#### Fragmento seleccionado ####

Decir que no
Mario Benedetti
 
Ya lo sabemos
es difícil
decir que no
decir no quiero
 
ver que el dinero forma un cerco
alrededor de tu esperanza
sentir que otros
los peores
entran a saco por tu sueño
 
ya lo sabemos
es difícil
decir que no
decir no quiero
 
no obstante
cómo desalienta
verte bajar de tu esperanza
saberte lejos de ti mismo
 
oírte
primero despacito
decir que sí
decir sí quiero
comunicarlo luego al mundo
con un orgullo enajenado
 
y ver que un día
pobre diablo
ya para siempre pordiosero
poquito a poco
abres la mano
 
y nunca más
puedes
                cerrarla.

Sabemos que es difícil, especialmente en nuestra época, negarnos a los encantos del dinero fácil o a la tentación de aumentar nuestras arcas a como dé lugar, no importa el precio que sea. De esa dificultad y del riesgo de claudicar con nuestros principios o nuestras esperanzas, nos habla el uruguayo Mario Benedetti en su poema “Decir que no”.

No es fácil mantener a raya los malintencionados oportunistas que desean fracturar una vida honesta o torcer una férrea convicción, o echar por la borda la trayectoria limpia de una profesión. Y no lo es porque el vecino o el colega nos hablan de lo fácil y cómodo que resulta aceptar un soborno, hacer una trampa o pasar por alto –como si no nos diéramos cuenta– lo que sabemos es un capital corrupto o una acción a todas luces reprochable.

#### Material proporcionado ####

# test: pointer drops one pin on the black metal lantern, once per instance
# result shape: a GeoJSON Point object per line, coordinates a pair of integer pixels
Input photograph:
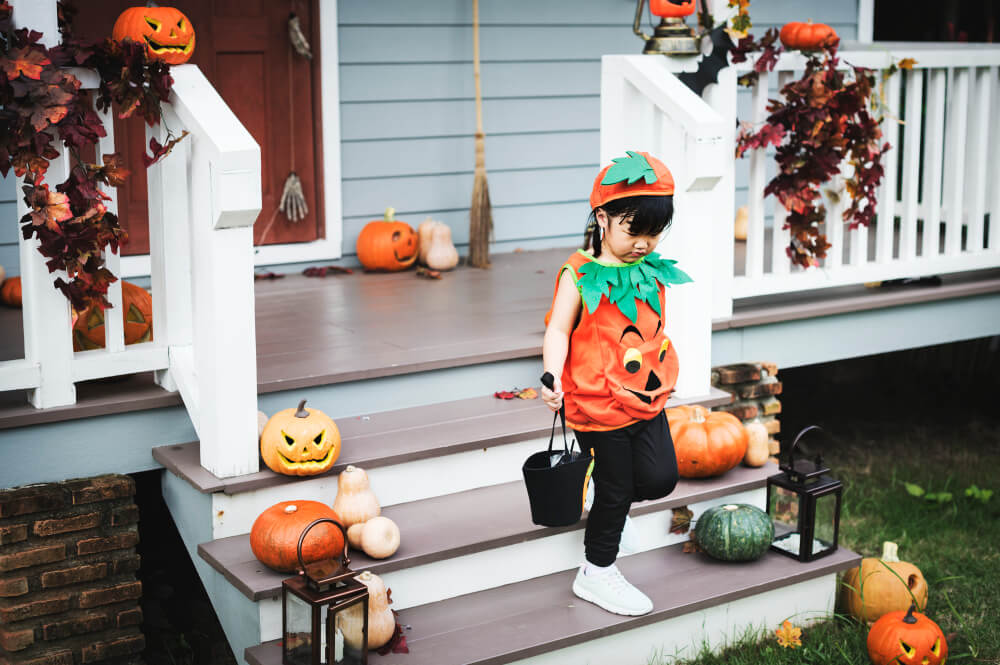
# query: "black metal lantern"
{"type": "Point", "coordinates": [803, 502]}
{"type": "Point", "coordinates": [324, 612]}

####

## Ejercicios:
**1)** Según el fragmento sobre el poema «Decir que no», ¿qué nacionalidad tiene Mario Benedetti?
**2)** Prolonga el fragmento sobre el poema «Decir que no» a partir de su última oración.
Los registros no guardan relación alguna con el fragmento.

## Soluciones por ejercicio:
**1)** Uruguaya.

**2)**
Tampoco resulta fácil mantenerse fiel a unos valores cuando vemos cómo nuestras esperanzas se hacen trizas porque, precisamente, faltan algunos pesos para alcanzar nuestros mayores sueños o cuando –los peores– se los ve disfrutando con orgullo sus mal habidas metas. Y menos resulta fácil conservar intacta nuestra línea de conducta si a nuestro alrededor la impunidad es cómplice de aquellos mismos que la burlan o hacen la farsa de “entrar a saco”, de “encarcelarse”, con toda suerte de privilegios.

Por todo eso, nos dice el poeta, no es fácil rechazar el dinero de endemoniadas tentaciones. Pero lo que resulta más triste, más degradante, es cuando alguien que ha puesto en alto la bandera de la honestidad, de no feriar su conciencia, empieza a decir que sí en cosas baladíes o de poca monta. Cuando sus sueños más queridos se dejan de lado únicamente por conseguir una mejor posición social o conseguir ciertos bienes materiales. El poeta afirma que, en esos casos, no sólo hemos perdido el norte de nuestras esperanzas, sino que ya estamos lejos de nosotros mismos. Que no hay retorno, así asumamos la postura del “orgulloso enajenado” que se justifica ante el mundo alegando ser presa de un engaño o una ligereza fácilmente reparable.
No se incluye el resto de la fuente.